*** Begin section ***

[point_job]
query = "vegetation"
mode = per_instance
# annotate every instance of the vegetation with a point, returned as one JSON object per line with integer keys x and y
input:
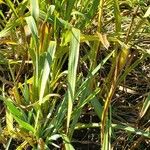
{"x": 74, "y": 74}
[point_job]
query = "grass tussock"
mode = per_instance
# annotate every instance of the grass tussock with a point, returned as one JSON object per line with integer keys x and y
{"x": 74, "y": 74}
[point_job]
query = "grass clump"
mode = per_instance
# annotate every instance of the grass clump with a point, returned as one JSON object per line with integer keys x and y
{"x": 65, "y": 61}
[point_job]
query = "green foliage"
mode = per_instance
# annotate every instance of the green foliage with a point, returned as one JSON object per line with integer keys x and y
{"x": 62, "y": 57}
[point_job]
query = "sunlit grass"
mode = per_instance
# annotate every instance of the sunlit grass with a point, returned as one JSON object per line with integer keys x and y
{"x": 64, "y": 57}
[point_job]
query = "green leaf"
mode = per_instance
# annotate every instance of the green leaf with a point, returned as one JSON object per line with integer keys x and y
{"x": 24, "y": 124}
{"x": 13, "y": 109}
{"x": 35, "y": 9}
{"x": 32, "y": 26}
{"x": 72, "y": 70}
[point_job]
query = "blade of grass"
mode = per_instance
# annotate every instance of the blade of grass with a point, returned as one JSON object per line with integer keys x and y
{"x": 72, "y": 70}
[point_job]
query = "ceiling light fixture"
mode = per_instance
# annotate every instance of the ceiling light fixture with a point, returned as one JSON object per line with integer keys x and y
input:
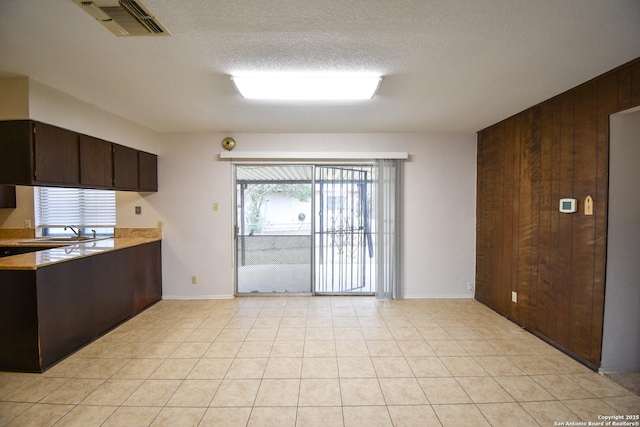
{"x": 296, "y": 87}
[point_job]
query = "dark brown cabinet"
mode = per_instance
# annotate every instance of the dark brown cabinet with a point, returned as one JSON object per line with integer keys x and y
{"x": 7, "y": 196}
{"x": 56, "y": 155}
{"x": 125, "y": 168}
{"x": 147, "y": 171}
{"x": 34, "y": 153}
{"x": 96, "y": 163}
{"x": 48, "y": 313}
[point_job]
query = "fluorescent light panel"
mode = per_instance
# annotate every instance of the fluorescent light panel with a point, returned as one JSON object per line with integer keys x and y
{"x": 307, "y": 87}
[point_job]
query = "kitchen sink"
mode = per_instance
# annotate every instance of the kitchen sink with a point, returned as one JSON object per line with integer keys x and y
{"x": 61, "y": 239}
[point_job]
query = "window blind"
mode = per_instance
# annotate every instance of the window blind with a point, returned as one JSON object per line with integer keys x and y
{"x": 80, "y": 207}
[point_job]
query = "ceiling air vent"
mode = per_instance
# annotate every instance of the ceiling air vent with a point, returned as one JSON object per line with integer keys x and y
{"x": 124, "y": 17}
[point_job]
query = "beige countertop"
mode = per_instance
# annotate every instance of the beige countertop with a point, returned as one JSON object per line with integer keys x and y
{"x": 64, "y": 252}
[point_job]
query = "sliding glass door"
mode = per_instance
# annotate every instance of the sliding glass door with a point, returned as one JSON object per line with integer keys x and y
{"x": 307, "y": 229}
{"x": 344, "y": 239}
{"x": 273, "y": 229}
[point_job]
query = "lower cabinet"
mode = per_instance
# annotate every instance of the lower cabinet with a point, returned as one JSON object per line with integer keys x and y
{"x": 51, "y": 312}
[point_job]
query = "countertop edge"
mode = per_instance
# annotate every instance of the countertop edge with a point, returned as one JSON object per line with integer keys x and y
{"x": 64, "y": 253}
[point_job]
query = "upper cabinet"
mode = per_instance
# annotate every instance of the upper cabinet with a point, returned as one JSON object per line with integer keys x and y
{"x": 147, "y": 171}
{"x": 34, "y": 153}
{"x": 125, "y": 168}
{"x": 96, "y": 162}
{"x": 8, "y": 196}
{"x": 56, "y": 155}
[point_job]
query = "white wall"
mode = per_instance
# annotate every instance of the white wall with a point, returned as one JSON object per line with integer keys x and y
{"x": 621, "y": 333}
{"x": 438, "y": 219}
{"x": 439, "y": 202}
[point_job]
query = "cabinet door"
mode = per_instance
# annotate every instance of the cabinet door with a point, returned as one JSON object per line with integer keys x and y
{"x": 96, "y": 163}
{"x": 57, "y": 158}
{"x": 148, "y": 170}
{"x": 125, "y": 168}
{"x": 7, "y": 196}
{"x": 146, "y": 275}
{"x": 16, "y": 156}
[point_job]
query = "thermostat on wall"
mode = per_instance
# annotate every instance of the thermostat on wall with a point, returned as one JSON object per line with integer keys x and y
{"x": 568, "y": 205}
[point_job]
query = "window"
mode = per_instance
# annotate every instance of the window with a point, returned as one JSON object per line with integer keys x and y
{"x": 87, "y": 209}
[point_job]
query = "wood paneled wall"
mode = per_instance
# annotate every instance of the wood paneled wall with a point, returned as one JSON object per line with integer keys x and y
{"x": 555, "y": 262}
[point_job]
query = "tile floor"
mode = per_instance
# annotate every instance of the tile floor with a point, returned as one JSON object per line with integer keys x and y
{"x": 322, "y": 361}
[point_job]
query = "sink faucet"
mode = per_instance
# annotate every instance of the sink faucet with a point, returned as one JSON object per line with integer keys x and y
{"x": 77, "y": 233}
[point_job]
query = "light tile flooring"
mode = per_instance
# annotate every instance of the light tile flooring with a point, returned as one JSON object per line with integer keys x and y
{"x": 322, "y": 361}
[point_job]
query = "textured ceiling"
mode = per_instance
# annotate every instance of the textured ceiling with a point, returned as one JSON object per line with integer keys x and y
{"x": 448, "y": 66}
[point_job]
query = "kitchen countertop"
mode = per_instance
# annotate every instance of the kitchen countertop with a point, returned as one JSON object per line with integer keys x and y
{"x": 63, "y": 252}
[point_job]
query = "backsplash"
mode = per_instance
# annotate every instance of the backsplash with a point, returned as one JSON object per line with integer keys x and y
{"x": 17, "y": 233}
{"x": 148, "y": 233}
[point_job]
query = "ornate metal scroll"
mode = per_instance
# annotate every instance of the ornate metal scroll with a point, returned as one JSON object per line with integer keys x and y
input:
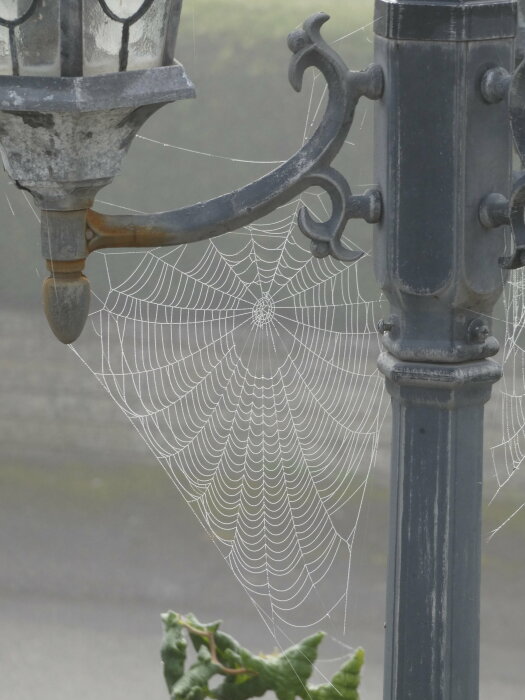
{"x": 307, "y": 168}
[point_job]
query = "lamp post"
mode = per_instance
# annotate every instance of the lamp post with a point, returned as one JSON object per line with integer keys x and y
{"x": 79, "y": 80}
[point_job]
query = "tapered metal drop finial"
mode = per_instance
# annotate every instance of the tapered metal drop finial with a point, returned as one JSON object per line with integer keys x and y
{"x": 66, "y": 295}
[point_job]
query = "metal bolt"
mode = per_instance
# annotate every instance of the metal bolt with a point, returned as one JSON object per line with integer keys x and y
{"x": 385, "y": 326}
{"x": 478, "y": 331}
{"x": 495, "y": 85}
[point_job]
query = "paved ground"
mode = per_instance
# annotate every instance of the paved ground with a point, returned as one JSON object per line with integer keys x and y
{"x": 94, "y": 544}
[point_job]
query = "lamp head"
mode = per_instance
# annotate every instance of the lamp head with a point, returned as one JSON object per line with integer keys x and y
{"x": 78, "y": 78}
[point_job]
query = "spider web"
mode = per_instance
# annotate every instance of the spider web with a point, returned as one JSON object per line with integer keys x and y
{"x": 248, "y": 368}
{"x": 509, "y": 454}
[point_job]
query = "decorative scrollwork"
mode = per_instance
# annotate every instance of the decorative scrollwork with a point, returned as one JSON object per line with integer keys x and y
{"x": 308, "y": 167}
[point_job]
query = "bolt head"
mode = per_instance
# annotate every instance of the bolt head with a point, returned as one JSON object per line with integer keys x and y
{"x": 385, "y": 326}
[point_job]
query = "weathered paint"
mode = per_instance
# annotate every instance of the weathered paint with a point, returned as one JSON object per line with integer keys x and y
{"x": 442, "y": 145}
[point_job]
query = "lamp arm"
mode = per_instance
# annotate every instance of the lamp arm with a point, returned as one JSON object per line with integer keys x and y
{"x": 307, "y": 168}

*** End section ***

> YOUR TASK: Include in the answer nothing but an exact repetition of the lines from the one with "# annotate every instance of the weathered" through the end of the material.

> RESULT OF THE EXERCISE:
# annotate every instance of the weathered paint with a point, returned as one JSON object per line with integer keys x and y
{"x": 442, "y": 145}
[point_job]
query = "lamp arm"
mode = per_instance
# annotate every instance of the lamp arm with a point, returned as one JSON object per line with integer keys x and y
{"x": 307, "y": 168}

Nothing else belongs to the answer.